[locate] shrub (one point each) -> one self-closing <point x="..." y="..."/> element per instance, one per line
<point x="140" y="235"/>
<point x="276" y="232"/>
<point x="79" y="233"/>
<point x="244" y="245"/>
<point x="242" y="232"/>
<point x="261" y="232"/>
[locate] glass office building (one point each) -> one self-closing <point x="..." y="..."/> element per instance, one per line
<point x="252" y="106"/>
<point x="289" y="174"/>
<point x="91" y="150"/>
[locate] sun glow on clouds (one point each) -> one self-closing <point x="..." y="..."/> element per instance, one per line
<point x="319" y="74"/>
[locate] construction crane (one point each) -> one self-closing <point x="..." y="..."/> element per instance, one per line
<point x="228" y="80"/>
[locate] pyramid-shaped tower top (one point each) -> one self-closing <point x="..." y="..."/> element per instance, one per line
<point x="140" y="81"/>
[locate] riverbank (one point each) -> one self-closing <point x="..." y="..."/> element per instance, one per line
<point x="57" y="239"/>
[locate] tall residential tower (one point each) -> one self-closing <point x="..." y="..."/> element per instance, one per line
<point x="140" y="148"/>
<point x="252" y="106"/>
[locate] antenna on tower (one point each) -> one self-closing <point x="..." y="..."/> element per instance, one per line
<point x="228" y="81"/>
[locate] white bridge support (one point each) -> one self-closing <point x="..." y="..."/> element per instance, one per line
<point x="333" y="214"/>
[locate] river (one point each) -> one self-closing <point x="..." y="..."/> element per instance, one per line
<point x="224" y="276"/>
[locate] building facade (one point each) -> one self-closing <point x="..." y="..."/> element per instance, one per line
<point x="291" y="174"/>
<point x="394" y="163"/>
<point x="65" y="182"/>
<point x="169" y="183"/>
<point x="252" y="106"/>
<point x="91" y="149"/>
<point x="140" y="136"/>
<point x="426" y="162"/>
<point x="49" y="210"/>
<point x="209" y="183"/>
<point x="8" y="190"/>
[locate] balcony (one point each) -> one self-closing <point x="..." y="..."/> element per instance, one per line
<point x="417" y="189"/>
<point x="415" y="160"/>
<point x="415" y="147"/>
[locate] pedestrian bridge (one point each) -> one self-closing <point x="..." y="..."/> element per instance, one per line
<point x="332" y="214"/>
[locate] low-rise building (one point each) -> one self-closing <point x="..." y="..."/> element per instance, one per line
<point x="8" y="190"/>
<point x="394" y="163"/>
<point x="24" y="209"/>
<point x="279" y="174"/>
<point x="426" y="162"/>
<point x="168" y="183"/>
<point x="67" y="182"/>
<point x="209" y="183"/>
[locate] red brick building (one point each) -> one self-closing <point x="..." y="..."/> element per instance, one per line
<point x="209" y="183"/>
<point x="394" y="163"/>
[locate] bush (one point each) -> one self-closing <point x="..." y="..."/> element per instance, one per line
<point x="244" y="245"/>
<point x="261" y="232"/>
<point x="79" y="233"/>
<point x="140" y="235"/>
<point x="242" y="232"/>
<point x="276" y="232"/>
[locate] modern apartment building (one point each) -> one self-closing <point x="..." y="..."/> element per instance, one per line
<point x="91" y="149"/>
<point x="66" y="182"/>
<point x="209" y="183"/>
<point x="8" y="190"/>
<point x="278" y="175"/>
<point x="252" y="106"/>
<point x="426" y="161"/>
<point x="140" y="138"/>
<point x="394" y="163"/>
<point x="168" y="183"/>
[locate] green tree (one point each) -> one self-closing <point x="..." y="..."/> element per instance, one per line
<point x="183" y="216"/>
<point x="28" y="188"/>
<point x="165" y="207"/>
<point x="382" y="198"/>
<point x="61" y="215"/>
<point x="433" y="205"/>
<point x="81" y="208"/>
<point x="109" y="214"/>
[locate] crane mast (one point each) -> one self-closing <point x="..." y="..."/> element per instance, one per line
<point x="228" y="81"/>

_Exercise instructions_
Reproduce all the items above, changing each "locate" to "mark" and leaving everything else untouched.

_Worked answer_
[mark] shrub (one point each) -> one self-closing <point x="..." y="..."/> element per instance, one per line
<point x="140" y="235"/>
<point x="276" y="232"/>
<point x="79" y="233"/>
<point x="244" y="245"/>
<point x="242" y="232"/>
<point x="261" y="232"/>
[mark] glass office building (one point each) -> one self-closing <point x="..." y="..."/> element per instance, one per line
<point x="252" y="106"/>
<point x="289" y="174"/>
<point x="91" y="150"/>
[mark] sun glow on clouds (one point each) -> one self-closing <point x="..." y="..."/> element per instance, one per line
<point x="319" y="74"/>
[mark] construction crane (one point each) -> one self-closing <point x="..." y="..."/> element per instance, one per line
<point x="228" y="80"/>
[mark] pyramid-shaped tower top (one point each) -> one self-closing <point x="..." y="..."/> element per instance, one per line
<point x="140" y="81"/>
[mark] riverbank (one point each) -> one self-closing <point x="..." y="..."/> element per instance, one per line
<point x="57" y="239"/>
[mark] tall residential tower (one point each) -> one self-closing <point x="..." y="..."/> element per instance, one per line
<point x="140" y="148"/>
<point x="252" y="106"/>
[mark] antenna on tower (one point each) -> one self-closing <point x="..." y="..."/> element per instance, one per line
<point x="228" y="81"/>
[mark] white bridge support (one point each) -> one self-closing <point x="..." y="..."/> element per instance, one per line
<point x="333" y="214"/>
[mark] river (one point each) -> one self-closing <point x="..." y="..."/> element per instance, one per line
<point x="224" y="276"/>
[mark] building facade (one point each) -> one self-closing <point x="..." y="..."/> element per instance, one per line
<point x="291" y="174"/>
<point x="394" y="163"/>
<point x="65" y="182"/>
<point x="169" y="183"/>
<point x="252" y="106"/>
<point x="91" y="149"/>
<point x="140" y="136"/>
<point x="426" y="162"/>
<point x="49" y="210"/>
<point x="209" y="183"/>
<point x="8" y="190"/>
[mark] balcony (one point each) -> one self-closing <point x="..." y="..."/> element per instance, one per line
<point x="417" y="189"/>
<point x="415" y="160"/>
<point x="415" y="147"/>
[mark] pedestrian bridge (one point each) -> one self-closing <point x="..." y="..."/> element per instance, one per line
<point x="332" y="214"/>
[mark] low-rise building (one point each) -> one self-closing <point x="..." y="..."/> element per instance, one per line
<point x="8" y="190"/>
<point x="394" y="163"/>
<point x="24" y="209"/>
<point x="279" y="174"/>
<point x="426" y="162"/>
<point x="168" y="183"/>
<point x="67" y="182"/>
<point x="209" y="183"/>
[mark] red brick building (one point each) -> one self-closing <point x="..." y="..."/> element per instance, one per line
<point x="209" y="183"/>
<point x="394" y="163"/>
[mark] bush (one point each) -> one self-closing <point x="..." y="..."/> element per instance, one per line
<point x="244" y="245"/>
<point x="261" y="232"/>
<point x="79" y="233"/>
<point x="140" y="235"/>
<point x="242" y="232"/>
<point x="276" y="232"/>
[mark] modern apartment building (one point each) -> one self-closing <point x="..." y="..."/> element per instance, one per line
<point x="91" y="149"/>
<point x="66" y="182"/>
<point x="209" y="183"/>
<point x="8" y="190"/>
<point x="278" y="175"/>
<point x="252" y="106"/>
<point x="426" y="161"/>
<point x="140" y="138"/>
<point x="394" y="163"/>
<point x="168" y="183"/>
[mark] green tree (one point each) -> one self-closing <point x="..." y="..."/> element per instance, one per line
<point x="183" y="216"/>
<point x="28" y="188"/>
<point x="165" y="207"/>
<point x="382" y="198"/>
<point x="61" y="215"/>
<point x="433" y="205"/>
<point x="81" y="208"/>
<point x="109" y="214"/>
[mark] crane mast (one point each) -> one self-closing <point x="..." y="..."/> element per instance, one per line
<point x="228" y="81"/>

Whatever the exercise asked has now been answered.